Please render the stretch of the listing from the line containing "Give the segmentation of every instance of the thin" through the line containing "Mark the region of each instance of the thin" as a Markdown table with the columns Row and Line. Number each line in Row and leave out any blank lines.

Outline listing
---
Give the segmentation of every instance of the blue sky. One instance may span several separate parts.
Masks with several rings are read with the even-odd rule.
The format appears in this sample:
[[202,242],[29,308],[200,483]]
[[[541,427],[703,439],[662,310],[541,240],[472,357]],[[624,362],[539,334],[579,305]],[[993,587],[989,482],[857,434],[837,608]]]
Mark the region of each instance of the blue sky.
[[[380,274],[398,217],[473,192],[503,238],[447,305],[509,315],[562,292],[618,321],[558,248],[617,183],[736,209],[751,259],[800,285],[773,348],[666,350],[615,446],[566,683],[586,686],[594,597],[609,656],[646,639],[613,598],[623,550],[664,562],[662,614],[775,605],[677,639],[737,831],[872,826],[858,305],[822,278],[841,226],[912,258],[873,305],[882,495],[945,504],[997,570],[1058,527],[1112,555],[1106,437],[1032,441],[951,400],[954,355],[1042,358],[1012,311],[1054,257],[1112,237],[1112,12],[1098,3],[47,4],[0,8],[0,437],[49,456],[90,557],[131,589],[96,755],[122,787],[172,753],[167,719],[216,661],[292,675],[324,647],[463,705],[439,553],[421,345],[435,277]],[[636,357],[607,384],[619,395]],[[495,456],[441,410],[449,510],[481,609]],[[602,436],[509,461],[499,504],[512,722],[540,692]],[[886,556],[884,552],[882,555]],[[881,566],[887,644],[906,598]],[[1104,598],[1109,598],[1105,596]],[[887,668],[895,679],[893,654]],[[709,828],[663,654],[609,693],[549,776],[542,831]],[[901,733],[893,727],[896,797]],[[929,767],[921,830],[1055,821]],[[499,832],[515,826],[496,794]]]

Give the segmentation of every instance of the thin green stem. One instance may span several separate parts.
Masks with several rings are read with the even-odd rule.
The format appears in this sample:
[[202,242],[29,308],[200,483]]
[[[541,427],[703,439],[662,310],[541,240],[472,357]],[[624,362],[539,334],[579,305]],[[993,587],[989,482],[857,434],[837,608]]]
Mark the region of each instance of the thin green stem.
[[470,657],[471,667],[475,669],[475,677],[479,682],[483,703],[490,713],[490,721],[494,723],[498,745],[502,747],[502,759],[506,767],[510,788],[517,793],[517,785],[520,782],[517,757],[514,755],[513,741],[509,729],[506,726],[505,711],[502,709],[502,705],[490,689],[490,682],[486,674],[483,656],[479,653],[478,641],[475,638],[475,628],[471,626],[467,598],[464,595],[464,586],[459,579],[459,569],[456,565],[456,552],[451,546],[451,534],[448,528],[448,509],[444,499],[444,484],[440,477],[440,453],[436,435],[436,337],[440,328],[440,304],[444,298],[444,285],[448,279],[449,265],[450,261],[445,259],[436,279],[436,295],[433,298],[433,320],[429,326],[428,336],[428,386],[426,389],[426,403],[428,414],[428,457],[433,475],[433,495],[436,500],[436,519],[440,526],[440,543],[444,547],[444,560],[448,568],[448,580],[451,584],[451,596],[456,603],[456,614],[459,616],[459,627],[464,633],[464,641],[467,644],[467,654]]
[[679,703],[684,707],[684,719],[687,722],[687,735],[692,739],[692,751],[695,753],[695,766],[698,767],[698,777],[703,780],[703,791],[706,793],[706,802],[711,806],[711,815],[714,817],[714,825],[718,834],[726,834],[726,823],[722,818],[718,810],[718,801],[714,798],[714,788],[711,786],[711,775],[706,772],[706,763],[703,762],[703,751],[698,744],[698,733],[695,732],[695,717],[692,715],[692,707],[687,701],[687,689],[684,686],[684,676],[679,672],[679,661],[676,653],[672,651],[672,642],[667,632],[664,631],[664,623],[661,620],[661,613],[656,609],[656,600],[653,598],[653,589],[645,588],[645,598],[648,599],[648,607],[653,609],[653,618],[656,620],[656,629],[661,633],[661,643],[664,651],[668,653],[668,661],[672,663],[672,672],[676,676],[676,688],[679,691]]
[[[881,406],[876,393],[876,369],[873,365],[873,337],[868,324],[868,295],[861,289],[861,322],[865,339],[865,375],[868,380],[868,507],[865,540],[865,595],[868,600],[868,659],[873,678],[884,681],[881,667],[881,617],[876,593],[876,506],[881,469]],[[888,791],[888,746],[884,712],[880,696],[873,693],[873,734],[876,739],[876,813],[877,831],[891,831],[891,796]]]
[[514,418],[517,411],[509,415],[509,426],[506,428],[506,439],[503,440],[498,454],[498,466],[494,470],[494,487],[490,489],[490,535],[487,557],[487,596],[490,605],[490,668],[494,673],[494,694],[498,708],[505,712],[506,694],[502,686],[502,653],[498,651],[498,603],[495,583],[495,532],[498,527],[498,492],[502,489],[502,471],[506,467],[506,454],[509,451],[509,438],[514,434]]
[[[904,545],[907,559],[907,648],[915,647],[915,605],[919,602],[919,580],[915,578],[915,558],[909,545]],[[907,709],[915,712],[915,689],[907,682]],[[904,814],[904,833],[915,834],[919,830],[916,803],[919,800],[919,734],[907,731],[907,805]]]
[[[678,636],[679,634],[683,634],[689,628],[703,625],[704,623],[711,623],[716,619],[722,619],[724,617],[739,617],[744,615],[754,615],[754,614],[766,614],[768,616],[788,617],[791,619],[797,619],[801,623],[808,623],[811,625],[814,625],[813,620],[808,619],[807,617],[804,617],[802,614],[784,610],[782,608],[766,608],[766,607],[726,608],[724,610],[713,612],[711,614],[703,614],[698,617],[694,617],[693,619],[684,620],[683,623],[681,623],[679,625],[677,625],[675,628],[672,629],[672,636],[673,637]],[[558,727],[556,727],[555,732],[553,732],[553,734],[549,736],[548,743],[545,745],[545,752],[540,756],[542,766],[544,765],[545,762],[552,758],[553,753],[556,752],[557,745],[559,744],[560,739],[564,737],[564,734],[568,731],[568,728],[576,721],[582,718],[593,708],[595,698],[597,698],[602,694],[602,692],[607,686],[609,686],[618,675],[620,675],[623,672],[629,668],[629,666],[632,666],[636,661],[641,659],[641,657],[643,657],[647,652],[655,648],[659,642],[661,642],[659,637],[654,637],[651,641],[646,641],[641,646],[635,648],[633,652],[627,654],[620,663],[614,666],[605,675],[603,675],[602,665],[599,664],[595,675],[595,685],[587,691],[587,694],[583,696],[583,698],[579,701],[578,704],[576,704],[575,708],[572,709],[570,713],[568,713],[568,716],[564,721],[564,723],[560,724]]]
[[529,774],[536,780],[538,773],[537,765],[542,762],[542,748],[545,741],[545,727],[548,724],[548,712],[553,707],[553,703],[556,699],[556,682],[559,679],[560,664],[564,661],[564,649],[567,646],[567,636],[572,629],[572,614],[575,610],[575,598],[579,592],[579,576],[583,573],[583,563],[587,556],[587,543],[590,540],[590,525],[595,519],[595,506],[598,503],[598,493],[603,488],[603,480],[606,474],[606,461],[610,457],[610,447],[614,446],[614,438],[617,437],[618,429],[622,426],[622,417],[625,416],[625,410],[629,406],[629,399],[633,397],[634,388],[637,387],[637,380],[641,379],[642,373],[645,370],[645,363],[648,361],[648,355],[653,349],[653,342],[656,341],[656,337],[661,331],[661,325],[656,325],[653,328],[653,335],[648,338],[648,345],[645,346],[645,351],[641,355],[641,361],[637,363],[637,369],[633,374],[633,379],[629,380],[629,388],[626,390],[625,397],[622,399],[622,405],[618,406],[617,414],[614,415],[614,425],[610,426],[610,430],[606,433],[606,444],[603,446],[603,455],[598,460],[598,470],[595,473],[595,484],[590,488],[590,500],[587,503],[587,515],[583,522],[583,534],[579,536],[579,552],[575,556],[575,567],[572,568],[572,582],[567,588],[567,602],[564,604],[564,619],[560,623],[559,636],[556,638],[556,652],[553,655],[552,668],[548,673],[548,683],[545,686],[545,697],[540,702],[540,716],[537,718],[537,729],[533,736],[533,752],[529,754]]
---
Result:
| Row | Line |
|---|---|
| 1 | Give the segmentation of every instance of the thin green stem. One instance may span several separate parts. |
| 2 | Masks with several rings are read with the even-odd rule. |
| 3 | The format appears in this sample: |
| 4 | [[202,242],[29,308],[200,483]] |
| 5 | [[[541,427],[703,439],[662,310],[541,240],[472,357]],[[624,362],[539,334],[579,305]],[[993,587],[989,482],[857,434],[837,608]]] |
| 6 | Mark the region of each instance of the thin green stem. |